Written request: Rewrite the lines below, replacing "wing feather" with "flight feather" wherever it occurs and leaving everything else unchanged.

Provided data:
┌──

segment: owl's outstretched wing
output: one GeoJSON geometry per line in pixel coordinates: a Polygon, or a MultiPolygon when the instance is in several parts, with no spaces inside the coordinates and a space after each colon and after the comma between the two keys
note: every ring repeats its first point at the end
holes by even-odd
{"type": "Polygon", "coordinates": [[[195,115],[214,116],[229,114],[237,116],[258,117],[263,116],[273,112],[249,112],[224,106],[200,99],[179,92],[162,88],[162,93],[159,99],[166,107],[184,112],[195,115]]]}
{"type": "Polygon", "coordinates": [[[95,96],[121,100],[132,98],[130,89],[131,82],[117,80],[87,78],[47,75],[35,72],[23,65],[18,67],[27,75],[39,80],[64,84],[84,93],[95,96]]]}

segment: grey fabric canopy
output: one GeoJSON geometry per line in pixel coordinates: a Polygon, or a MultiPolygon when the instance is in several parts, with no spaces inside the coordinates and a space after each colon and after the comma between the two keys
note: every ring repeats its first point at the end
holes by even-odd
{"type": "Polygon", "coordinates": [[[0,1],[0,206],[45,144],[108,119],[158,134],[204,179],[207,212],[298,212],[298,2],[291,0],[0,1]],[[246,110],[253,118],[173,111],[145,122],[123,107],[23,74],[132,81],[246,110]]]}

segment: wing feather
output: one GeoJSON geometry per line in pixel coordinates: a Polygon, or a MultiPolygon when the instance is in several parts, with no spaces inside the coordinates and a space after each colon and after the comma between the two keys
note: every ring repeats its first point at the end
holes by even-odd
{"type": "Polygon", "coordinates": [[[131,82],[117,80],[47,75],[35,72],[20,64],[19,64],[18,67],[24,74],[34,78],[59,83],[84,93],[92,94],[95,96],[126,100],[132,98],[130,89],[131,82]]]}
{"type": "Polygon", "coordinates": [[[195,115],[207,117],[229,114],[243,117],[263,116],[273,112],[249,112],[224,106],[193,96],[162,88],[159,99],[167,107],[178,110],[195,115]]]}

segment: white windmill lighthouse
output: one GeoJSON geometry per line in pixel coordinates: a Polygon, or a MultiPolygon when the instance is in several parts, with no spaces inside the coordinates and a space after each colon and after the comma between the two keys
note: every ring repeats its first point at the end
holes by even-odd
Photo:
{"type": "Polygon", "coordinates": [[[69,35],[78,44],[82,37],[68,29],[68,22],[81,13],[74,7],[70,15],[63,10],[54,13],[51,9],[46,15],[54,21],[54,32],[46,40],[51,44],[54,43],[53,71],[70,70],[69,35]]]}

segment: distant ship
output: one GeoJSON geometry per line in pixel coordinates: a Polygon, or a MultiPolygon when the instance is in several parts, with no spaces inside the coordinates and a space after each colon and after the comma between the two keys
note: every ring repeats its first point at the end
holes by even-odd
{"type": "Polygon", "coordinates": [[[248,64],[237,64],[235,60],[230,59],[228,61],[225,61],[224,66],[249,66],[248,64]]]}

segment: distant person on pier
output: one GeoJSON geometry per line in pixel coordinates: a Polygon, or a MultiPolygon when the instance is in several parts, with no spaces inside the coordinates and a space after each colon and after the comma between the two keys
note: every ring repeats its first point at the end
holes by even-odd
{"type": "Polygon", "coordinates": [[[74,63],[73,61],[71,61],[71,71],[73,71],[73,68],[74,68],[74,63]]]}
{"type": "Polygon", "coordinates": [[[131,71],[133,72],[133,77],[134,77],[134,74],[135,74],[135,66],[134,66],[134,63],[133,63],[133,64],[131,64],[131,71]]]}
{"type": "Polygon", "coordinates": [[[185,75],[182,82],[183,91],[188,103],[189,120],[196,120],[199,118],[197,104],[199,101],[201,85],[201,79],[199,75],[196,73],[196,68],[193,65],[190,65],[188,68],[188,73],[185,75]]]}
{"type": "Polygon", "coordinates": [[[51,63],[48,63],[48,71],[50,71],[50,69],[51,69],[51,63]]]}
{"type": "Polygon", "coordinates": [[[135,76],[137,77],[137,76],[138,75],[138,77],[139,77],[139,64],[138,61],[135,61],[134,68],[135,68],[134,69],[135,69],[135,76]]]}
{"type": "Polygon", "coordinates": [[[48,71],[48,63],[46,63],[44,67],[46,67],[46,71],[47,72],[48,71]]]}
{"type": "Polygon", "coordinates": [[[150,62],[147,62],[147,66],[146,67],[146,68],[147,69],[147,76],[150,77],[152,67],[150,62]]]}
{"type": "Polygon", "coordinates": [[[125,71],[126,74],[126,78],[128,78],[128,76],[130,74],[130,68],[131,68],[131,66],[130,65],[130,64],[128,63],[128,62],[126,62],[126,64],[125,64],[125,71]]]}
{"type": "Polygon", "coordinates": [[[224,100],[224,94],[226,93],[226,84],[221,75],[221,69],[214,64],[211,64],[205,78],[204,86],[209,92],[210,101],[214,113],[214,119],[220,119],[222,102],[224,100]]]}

└──

The result:
segment: owl's outstretched wing
output: one GeoJSON geometry per line in pixel coordinates: a Polygon, or a MultiPolygon when the instance is in several parts, with no spaces inside the coordinates and a space after each colon and after the comma between the two keys
note: every ring repeats its first point at the end
holes by even-odd
{"type": "Polygon", "coordinates": [[[195,115],[214,116],[229,114],[237,116],[258,117],[263,116],[273,112],[249,112],[224,106],[200,99],[179,92],[162,88],[162,93],[159,99],[166,107],[184,112],[195,115]]]}
{"type": "Polygon", "coordinates": [[[95,96],[121,100],[132,98],[130,89],[131,82],[117,80],[87,78],[47,75],[35,72],[23,65],[18,67],[27,75],[39,80],[64,84],[84,93],[95,96]]]}

segment: grey fabric canopy
output: one GeoJSON geometry per line in pixel coordinates: a Polygon, or a MultiPolygon when the instance is in several parts, with no spaces inside the coordinates and a space after each colon and after the comma between the two keys
note: every ring repeats its first point at the end
holes by even-odd
{"type": "Polygon", "coordinates": [[[0,1],[0,206],[45,144],[108,119],[158,134],[204,179],[207,212],[298,212],[298,2],[291,0],[0,1]],[[246,110],[253,118],[173,111],[145,122],[123,107],[23,74],[132,81],[246,110]]]}

segment: flight feather
output: one GeoJSON geometry per line in pixel coordinates: a Polygon, or a MultiPolygon when the instance is in several parts, with no spaces inside the coordinates and a space after each colon and after the comma between the two keys
note: every ring repeats its first point at the end
holes by even-odd
{"type": "Polygon", "coordinates": [[[131,82],[117,80],[47,75],[35,72],[20,64],[19,64],[18,67],[24,74],[34,78],[59,83],[84,93],[92,94],[95,96],[126,100],[132,98],[130,89],[131,82]]]}
{"type": "Polygon", "coordinates": [[[195,115],[207,117],[229,114],[243,117],[263,116],[273,112],[249,112],[224,106],[193,96],[162,88],[159,99],[167,107],[178,110],[195,115]]]}

segment: white windmill lighthouse
output: one GeoJSON geometry per line in pixel coordinates: a Polygon, or a MultiPolygon when the instance is in several parts, with no spaces inside the coordinates and a space after each colon and after the comma between the two keys
note: every ring repeats its first point at the end
holes by even-odd
Photo:
{"type": "Polygon", "coordinates": [[[69,35],[78,44],[82,37],[68,29],[68,22],[81,13],[74,7],[70,15],[63,10],[54,13],[51,9],[46,15],[54,21],[54,32],[46,40],[51,44],[54,43],[53,71],[70,70],[69,35]]]}

segment: distant ship
output: one GeoJSON geometry per line in pixel coordinates: a Polygon, or a MultiPolygon when the instance is in several parts, with no spaces inside the coordinates and a space after each colon and after the comma between the two keys
note: every ring repeats its first point at the end
holes by even-odd
{"type": "Polygon", "coordinates": [[[248,64],[237,64],[235,60],[230,59],[228,61],[225,61],[224,66],[249,66],[248,64]]]}

segment: distant person on pier
output: one GeoJSON geometry per line in pixel coordinates: a Polygon, or a MultiPolygon when the instance is in several parts, with no spaces inside the coordinates and a space after each colon and after the comma between the two keys
note: every ring repeats its first point at the end
holes by even-odd
{"type": "Polygon", "coordinates": [[[74,63],[73,61],[71,61],[71,71],[73,71],[73,68],[74,68],[74,63]]]}
{"type": "Polygon", "coordinates": [[[131,71],[133,72],[133,77],[134,77],[134,74],[135,74],[135,66],[134,66],[134,63],[133,63],[133,64],[131,64],[131,71]]]}
{"type": "Polygon", "coordinates": [[[185,75],[182,82],[183,91],[188,103],[189,120],[196,120],[199,118],[197,104],[199,101],[201,85],[201,79],[199,75],[196,73],[196,68],[193,65],[190,65],[188,68],[188,73],[185,75]]]}
{"type": "Polygon", "coordinates": [[[51,63],[48,63],[48,71],[50,71],[50,69],[51,69],[51,63]]]}
{"type": "Polygon", "coordinates": [[[135,76],[137,77],[137,76],[138,75],[138,77],[139,77],[139,64],[138,61],[135,61],[134,68],[135,68],[134,69],[135,69],[135,76]]]}
{"type": "Polygon", "coordinates": [[[48,71],[48,63],[46,63],[44,67],[46,67],[46,71],[47,72],[48,71]]]}
{"type": "Polygon", "coordinates": [[[150,62],[147,62],[147,66],[146,67],[146,68],[147,69],[147,76],[150,77],[152,67],[150,62]]]}
{"type": "Polygon", "coordinates": [[[125,71],[126,74],[126,78],[128,78],[128,76],[130,74],[130,68],[131,68],[131,66],[130,65],[130,64],[128,63],[128,62],[126,62],[126,64],[125,64],[125,71]]]}
{"type": "Polygon", "coordinates": [[[224,100],[224,94],[226,93],[226,84],[221,75],[221,69],[214,64],[211,64],[205,78],[204,86],[209,92],[210,101],[214,113],[214,119],[220,119],[222,102],[224,100]]]}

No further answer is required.